▶ _Отрывок_
════════════════════

Едва стемнело, пулеметчики вынесли Сашеньку из окопа. В логу ждала повозка, труп повезли на хутор. Все в батальоне знали о гибели Саши, а до конца не верили…
Немало боевых подруг успели мы потерять, но ничью смерть не оплакивали так горько, ни одну потерю не переживали так тяжело, как гибель Саши Шляховой. Казалось, она унесла с собой частицу тепла, согревавшего наши души, унесла радость, всегда окружавшую ее, как воздух окружает землю.
Утром девушки обмыли и переодели Сашу. Я убрала гроб флоксами и белыми астрами с тронутыми заморозками лепестками. Разведчики раздобыли где-то два железных венка.
Под звуки траурного марша мы хоронили Сашу. Солдаты несли гроб на плечах. Впереди, на алых подушечках, Сашин партийный билет, ордена Красной Звезды и Красного Знамени. Рая Благова несла именную снайперскую винтовку Шляховой с выгравированной на серебряной пластинке дарственной надписью ЦК ВЛКСМ.
За гробом шла снайперская рота – ветераны и новички из пополнения, автоматчики взвода охраны штаба полка. Под ноги идущим мы бросали цветы и еловые ветки; дорога была устлана ими, как ковром. Траурный кортеж направлялся к могилам советских воинов на окраине Добеле.
Начальник политотдела армии полковник Лисицын сказал о Саше короткую душевную речь. Что-то говорили наши девушки. Хотела выступить и я, но не смогла: душили слезы.
Над свежей могилой воины поклялись отомстить за гибель боевой подруги, бить врага до конца, на его территории. Под винтовочный и автоматный салют – стволы направлены в сторону противника – гроб опустили в сырую землю.

════════════════════

▶ _Показанные строки_
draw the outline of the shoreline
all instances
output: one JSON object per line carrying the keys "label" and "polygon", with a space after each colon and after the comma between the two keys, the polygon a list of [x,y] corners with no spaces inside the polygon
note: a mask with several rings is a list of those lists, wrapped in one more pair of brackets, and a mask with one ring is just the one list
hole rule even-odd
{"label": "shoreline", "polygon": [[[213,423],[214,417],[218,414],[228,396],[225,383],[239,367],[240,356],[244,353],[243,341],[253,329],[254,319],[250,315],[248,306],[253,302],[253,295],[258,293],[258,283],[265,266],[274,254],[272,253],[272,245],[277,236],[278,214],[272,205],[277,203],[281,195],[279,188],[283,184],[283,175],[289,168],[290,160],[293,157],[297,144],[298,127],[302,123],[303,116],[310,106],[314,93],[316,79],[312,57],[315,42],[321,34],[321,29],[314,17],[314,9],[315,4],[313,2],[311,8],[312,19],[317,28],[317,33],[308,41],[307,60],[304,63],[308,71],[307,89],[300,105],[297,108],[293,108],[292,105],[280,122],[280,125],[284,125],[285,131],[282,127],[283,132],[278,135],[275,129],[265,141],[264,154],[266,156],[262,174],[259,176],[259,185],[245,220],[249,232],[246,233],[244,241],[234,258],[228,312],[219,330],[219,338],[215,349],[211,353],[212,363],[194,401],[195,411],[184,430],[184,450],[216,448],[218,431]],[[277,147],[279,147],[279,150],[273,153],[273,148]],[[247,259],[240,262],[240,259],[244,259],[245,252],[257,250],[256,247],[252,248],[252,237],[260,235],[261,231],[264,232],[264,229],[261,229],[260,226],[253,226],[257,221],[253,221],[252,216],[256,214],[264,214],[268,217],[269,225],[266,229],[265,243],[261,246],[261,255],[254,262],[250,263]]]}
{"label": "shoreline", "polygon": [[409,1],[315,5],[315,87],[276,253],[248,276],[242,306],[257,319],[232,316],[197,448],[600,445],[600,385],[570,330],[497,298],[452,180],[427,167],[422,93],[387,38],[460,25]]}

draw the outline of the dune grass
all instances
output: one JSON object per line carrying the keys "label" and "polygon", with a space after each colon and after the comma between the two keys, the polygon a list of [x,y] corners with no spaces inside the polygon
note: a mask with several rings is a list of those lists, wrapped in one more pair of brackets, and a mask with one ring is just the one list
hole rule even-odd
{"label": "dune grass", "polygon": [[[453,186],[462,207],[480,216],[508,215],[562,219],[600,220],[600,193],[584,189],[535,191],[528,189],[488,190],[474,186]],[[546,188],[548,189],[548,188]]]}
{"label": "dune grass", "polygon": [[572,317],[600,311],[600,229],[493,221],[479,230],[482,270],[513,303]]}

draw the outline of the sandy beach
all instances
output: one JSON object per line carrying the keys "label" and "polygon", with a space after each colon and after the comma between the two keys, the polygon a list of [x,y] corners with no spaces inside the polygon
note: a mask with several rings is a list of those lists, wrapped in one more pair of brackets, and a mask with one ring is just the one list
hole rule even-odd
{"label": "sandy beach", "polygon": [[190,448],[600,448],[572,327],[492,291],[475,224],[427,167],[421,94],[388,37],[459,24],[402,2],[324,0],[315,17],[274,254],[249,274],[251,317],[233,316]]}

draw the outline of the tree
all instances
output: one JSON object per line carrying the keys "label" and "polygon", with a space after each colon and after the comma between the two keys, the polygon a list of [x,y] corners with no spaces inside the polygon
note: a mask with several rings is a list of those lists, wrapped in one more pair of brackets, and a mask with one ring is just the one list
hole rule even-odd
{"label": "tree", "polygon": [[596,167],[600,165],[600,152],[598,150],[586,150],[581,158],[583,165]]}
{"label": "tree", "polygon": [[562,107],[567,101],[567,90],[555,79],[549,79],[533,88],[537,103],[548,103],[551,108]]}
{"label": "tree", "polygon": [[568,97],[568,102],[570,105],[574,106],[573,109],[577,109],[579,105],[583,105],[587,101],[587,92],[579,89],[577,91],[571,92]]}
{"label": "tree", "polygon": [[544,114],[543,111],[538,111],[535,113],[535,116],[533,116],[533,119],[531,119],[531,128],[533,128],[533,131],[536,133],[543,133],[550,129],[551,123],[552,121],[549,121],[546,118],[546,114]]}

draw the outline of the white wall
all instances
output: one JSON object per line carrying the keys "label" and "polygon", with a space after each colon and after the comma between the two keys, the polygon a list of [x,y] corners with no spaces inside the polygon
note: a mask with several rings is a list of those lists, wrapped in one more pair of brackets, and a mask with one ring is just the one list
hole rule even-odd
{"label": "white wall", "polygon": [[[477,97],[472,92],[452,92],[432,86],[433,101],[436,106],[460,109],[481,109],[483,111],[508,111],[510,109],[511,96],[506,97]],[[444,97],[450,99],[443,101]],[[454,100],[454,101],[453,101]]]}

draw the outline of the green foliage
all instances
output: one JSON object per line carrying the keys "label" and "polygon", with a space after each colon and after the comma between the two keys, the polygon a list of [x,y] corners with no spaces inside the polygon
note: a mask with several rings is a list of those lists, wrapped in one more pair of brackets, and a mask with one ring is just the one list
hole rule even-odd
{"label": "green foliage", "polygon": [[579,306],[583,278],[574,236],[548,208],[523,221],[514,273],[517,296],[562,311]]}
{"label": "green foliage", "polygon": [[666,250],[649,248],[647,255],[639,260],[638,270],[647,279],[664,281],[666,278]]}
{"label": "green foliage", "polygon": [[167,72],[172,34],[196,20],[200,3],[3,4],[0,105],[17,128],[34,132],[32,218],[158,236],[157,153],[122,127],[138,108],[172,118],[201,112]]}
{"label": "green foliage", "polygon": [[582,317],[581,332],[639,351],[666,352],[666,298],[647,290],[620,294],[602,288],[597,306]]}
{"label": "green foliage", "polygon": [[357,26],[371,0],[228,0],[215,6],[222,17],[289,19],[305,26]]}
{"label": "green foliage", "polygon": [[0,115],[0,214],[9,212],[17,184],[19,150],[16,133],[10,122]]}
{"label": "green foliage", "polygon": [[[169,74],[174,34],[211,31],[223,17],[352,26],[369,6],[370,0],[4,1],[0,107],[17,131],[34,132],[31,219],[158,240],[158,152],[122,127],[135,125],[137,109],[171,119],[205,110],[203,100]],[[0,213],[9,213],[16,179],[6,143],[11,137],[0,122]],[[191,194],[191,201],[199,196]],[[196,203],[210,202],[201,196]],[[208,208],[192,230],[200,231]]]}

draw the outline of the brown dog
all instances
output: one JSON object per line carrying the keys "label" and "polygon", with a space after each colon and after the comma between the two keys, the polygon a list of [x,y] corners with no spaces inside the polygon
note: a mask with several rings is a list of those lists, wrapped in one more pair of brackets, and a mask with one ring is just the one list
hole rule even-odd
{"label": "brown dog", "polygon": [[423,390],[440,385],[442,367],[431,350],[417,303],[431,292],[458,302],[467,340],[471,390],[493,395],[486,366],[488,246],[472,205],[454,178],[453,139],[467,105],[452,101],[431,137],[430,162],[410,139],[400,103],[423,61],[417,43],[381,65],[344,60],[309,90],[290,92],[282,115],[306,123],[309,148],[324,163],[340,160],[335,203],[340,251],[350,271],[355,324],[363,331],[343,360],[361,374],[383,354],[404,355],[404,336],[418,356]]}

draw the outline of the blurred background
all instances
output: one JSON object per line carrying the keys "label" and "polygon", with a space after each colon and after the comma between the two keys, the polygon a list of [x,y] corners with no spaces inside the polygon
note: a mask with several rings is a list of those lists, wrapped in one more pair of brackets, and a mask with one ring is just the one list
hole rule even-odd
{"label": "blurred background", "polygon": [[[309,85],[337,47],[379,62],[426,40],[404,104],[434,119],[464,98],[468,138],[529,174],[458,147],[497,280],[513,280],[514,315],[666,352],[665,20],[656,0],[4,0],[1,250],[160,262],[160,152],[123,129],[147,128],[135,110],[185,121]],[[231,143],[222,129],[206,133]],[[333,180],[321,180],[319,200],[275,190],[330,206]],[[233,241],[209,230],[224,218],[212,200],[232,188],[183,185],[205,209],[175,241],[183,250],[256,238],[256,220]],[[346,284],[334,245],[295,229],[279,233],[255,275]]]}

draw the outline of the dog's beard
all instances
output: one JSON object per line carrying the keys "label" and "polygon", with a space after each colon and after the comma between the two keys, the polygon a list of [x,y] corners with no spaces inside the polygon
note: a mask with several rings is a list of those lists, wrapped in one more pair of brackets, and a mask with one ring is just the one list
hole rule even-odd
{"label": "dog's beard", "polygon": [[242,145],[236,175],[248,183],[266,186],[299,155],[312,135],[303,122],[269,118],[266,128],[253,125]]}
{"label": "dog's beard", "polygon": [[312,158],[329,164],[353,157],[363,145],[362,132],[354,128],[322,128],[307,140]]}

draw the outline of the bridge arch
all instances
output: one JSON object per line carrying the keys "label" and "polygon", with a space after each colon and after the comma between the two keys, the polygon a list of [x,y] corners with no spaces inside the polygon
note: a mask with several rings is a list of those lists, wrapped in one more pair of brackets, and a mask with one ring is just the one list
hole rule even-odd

════════════════════

▶ _Список заданий_
A - Ответьте на вопросы по отрывку о похоронах Саши Шляховой:
(i) Какими цветами был убран гроб?
(ii) Что несла Рая Благова?
(iii) Куда направлялся траурный кортеж?
B - Прибавьте 14 к каждому числу в координатах ответов и приведите целиком строки, начиная со строки, где стоит «draw the outline of the dog's beard», и заканчивая последней из показанных строк, вместе с запросами.
Отрывок и строки никак не связаны друг с другом.

▶ _Выполненное задание_
A -
(i) Флоксами и белыми астрами.
(ii) Именную снайперскую винтовку Шляховой.
(iii) К могилам советских воинов на окраине Добеле.

B -
draw the outline of the dog's beard
all instances
output: one JSON object per line carrying the keys "label" and "polygon", with a space after each colon and after the comma between the two keys, the polygon a list of [x,y] corners with no spaces inside the polygon
note: a mask with several rings is a list of those lists, wrapped in one more pair of brackets, and a mask with one ring is just the one list
hole rule even-odd
{"label": "dog's beard", "polygon": [[256,159],[250,189],[262,197],[280,200],[313,169],[326,149],[317,136],[283,132],[280,142],[267,139]]}
{"label": "dog's beard", "polygon": [[326,172],[343,178],[367,171],[377,159],[376,146],[368,142],[336,142],[321,154]]}

draw the outline of the bridge arch
all instances
output: one JSON object per line carrying the keys "label" and "polygon", with a space after each colon and after the comma between the two keys, the polygon a list of [x,y] corners with no spaces inside the polygon
note: a mask with several rings is a list of those lists, wrapped in one more pair of brackets, and a mask with one ring is just the one list
hole rule even-odd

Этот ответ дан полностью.